Extracted records —

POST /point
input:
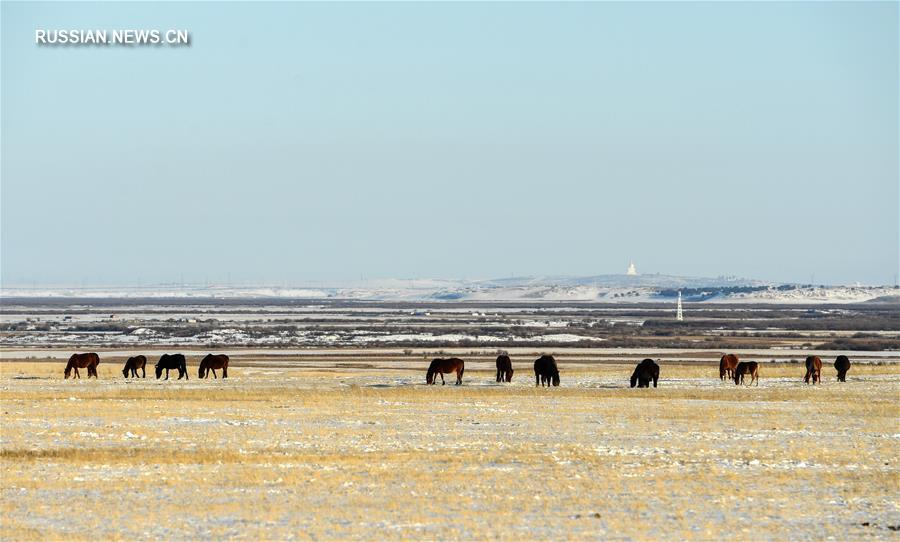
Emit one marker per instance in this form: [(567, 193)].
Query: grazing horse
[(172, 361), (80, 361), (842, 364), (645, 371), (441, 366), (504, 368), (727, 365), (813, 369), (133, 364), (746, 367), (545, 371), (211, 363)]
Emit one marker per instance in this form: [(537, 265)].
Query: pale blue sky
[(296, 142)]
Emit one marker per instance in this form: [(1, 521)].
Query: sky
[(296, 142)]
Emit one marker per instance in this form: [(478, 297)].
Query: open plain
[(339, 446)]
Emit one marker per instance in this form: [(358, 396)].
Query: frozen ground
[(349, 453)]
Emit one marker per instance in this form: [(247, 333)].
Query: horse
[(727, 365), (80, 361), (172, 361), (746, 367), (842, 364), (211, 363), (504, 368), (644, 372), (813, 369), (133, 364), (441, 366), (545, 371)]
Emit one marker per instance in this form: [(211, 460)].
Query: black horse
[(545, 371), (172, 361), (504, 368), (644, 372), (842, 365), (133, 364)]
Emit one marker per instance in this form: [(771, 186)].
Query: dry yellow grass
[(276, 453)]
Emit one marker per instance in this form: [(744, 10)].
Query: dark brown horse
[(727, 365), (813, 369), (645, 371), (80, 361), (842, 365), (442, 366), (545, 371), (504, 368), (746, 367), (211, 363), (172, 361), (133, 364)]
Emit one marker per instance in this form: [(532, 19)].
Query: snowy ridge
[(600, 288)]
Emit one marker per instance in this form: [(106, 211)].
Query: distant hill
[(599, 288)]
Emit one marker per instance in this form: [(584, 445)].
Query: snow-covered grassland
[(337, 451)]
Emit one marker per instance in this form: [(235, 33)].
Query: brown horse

--

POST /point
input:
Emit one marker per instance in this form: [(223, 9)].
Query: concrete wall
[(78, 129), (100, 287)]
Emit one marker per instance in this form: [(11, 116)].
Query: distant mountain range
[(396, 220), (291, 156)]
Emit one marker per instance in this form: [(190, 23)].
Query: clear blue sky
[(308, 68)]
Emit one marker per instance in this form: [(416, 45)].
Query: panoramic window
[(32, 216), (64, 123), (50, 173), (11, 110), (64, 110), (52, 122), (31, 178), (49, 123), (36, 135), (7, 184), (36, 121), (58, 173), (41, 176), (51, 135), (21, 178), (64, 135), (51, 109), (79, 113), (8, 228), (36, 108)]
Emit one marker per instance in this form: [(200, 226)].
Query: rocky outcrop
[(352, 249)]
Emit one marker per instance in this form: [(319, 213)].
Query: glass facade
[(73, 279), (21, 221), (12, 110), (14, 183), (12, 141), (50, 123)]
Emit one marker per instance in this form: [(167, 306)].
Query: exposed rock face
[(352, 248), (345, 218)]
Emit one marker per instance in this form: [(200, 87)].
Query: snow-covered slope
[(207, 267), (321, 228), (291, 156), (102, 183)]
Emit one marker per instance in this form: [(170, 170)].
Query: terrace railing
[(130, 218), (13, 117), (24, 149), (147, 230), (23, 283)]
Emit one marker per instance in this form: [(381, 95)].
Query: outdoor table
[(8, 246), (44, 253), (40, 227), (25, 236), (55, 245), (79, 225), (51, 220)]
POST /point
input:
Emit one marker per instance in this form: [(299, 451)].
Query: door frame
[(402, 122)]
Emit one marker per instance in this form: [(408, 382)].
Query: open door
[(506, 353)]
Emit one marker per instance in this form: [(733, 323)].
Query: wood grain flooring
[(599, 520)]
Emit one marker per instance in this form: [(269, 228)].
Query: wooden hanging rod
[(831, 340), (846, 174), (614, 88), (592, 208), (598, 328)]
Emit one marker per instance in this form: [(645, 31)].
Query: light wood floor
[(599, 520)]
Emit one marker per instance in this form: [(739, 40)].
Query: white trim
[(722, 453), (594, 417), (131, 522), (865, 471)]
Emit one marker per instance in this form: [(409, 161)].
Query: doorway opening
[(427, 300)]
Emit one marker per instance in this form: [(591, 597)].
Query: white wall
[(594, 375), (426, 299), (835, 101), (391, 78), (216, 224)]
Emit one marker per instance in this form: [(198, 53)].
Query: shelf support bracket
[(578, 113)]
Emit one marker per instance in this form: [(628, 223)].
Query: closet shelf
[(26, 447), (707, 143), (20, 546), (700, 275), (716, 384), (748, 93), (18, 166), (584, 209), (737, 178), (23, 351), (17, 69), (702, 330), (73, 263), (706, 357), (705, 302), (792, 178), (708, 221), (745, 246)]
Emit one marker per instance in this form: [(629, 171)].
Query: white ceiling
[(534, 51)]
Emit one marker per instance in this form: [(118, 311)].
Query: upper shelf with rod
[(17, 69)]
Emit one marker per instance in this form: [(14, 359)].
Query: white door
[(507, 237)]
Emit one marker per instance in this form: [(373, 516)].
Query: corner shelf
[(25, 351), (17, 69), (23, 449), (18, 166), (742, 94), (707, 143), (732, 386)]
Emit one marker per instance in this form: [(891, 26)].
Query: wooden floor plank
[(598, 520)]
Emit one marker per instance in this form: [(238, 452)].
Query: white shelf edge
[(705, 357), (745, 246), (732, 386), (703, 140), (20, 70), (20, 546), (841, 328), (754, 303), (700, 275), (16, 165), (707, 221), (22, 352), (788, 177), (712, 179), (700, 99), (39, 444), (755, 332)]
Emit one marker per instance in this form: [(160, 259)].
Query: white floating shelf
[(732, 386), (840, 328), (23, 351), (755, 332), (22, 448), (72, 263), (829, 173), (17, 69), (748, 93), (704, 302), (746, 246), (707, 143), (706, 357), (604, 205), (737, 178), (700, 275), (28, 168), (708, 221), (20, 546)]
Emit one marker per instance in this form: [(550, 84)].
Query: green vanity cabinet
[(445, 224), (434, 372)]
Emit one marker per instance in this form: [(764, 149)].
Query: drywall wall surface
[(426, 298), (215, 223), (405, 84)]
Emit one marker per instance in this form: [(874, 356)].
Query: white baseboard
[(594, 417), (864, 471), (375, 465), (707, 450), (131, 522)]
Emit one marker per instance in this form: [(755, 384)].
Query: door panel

* * *

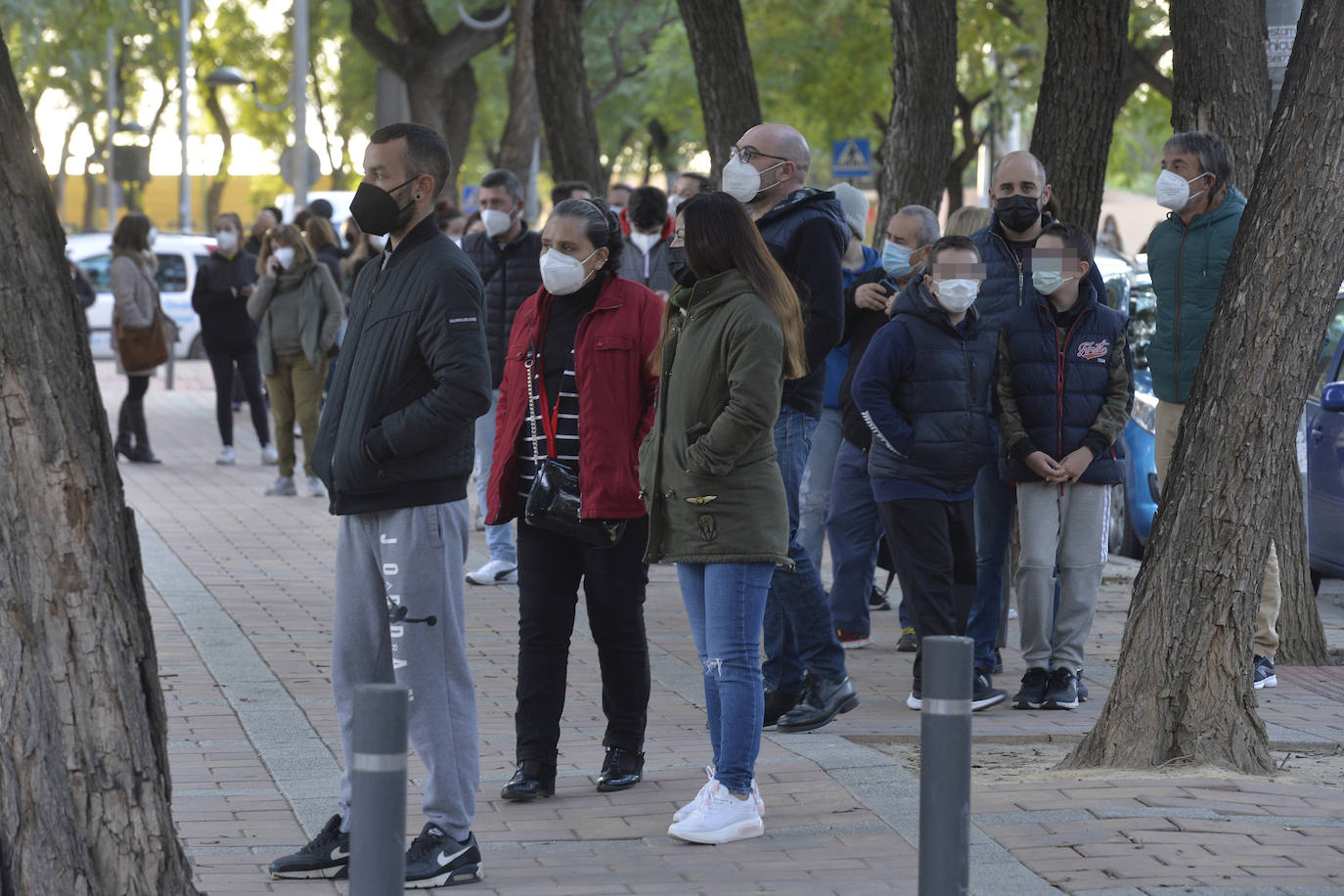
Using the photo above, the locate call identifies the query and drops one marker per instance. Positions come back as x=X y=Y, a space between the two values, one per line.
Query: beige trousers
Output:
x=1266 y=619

Your objective — Reproduce exactly the lines above from the line with "Query: wooden hanging rod" to the line with "Emit one marker per instance in this form: [(373, 516)].", including both, and add nothing.

Task solution —
Query: wooden hanging rod
[(831, 340), (846, 174), (614, 88), (592, 208), (598, 328)]
Emit one marker per instance in this form: [(645, 31)].
Query: light wood floor
[(599, 520)]
Emit one marker per instance in this form: [(739, 40)].
Query: white trim
[(722, 453), (594, 417), (131, 522), (865, 471)]
Emit one marker per instance in this form: [(409, 161)].
Query: doorway opening
[(427, 300)]
Emit one marker per instance in this form: [(591, 597)].
Query: white wall
[(594, 375), (426, 299), (835, 101), (391, 78), (216, 224)]
Emit one marker per instance in this form: [(198, 53)].
Query: shelf support bracket
[(578, 113)]
Emit one marker per instance in this form: [(628, 223)].
Query: closet shelf
[(26, 447), (707, 143), (20, 546), (700, 275), (716, 384), (748, 93), (18, 166), (584, 209), (737, 178), (23, 351), (17, 69), (702, 330), (73, 263), (706, 357), (705, 302), (792, 178), (708, 221), (745, 246)]
Emit one marker per instance in this form: [(629, 171)].
Query: white ceiling
[(534, 51)]
Emit one marker per instance in this form: [(118, 311)].
Query: upper shelf with rod
[(17, 69)]
Emit one marker per instance in this form: [(14, 359)].
Query: white door
[(507, 237)]
Emit one marker per instance in this form: [(373, 516)].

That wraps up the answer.